--- PROVIDED ENTRIES ---

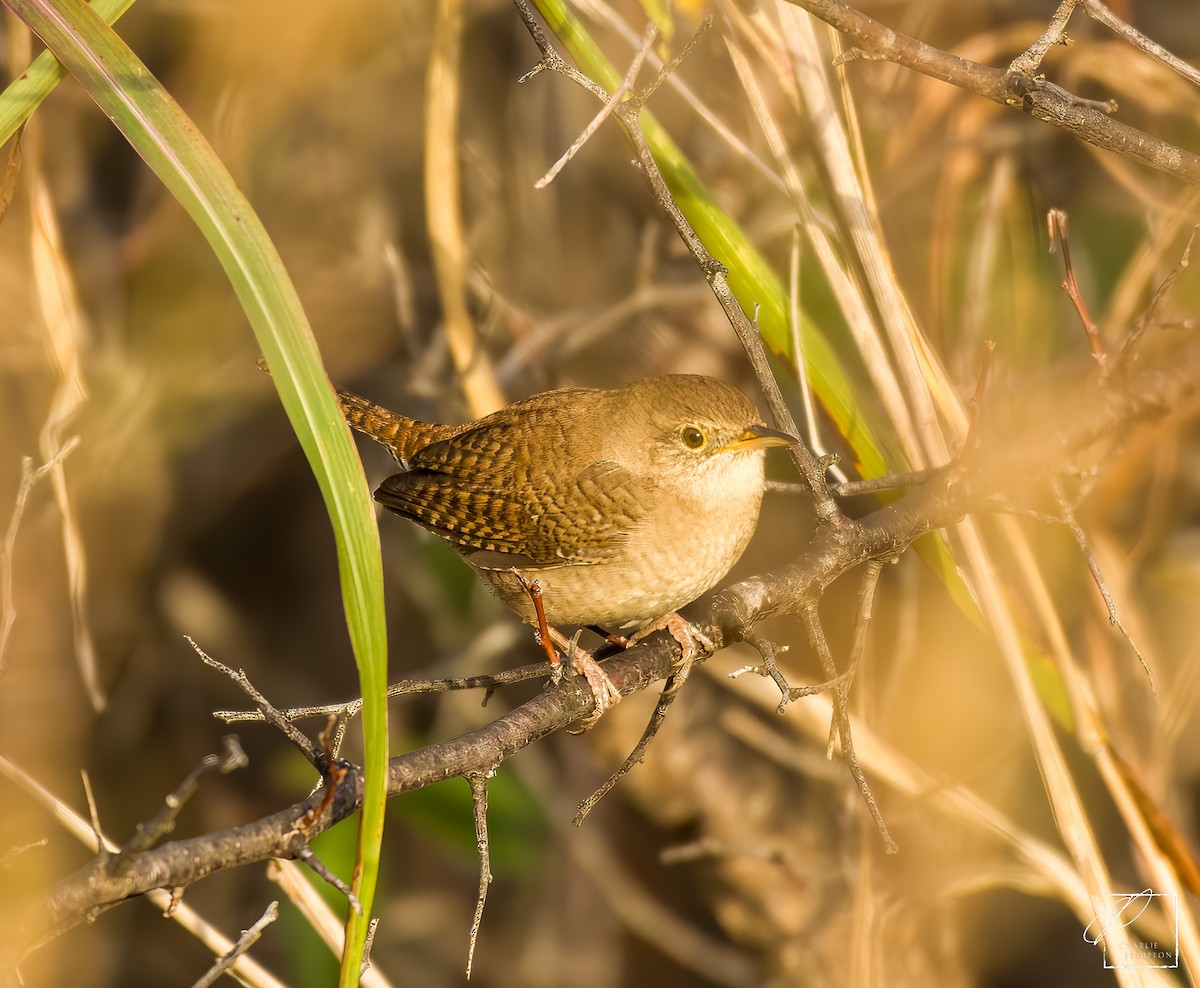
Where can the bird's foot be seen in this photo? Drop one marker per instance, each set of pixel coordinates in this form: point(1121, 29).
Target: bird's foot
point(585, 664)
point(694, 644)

---
--- PROVIDED ENTRIES ---

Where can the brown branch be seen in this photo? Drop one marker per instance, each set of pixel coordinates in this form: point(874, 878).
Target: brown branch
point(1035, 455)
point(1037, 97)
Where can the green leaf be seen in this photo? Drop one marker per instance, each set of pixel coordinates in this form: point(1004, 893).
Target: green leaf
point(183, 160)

---

[AIM] Rewrite the material from the line containing "Where can the bird's" through the line containing "point(694, 644)", swapping "marker" for "pin" and leaving everything else as it is. Return only those lines.

[ANSWER FOR THIS EXERCISE]
Where can the bird's foot be seen in this photo? Drop one pin per instance, each set of pixel coordinates in this form: point(1121, 29).
Target: bird's foot
point(585, 664)
point(694, 644)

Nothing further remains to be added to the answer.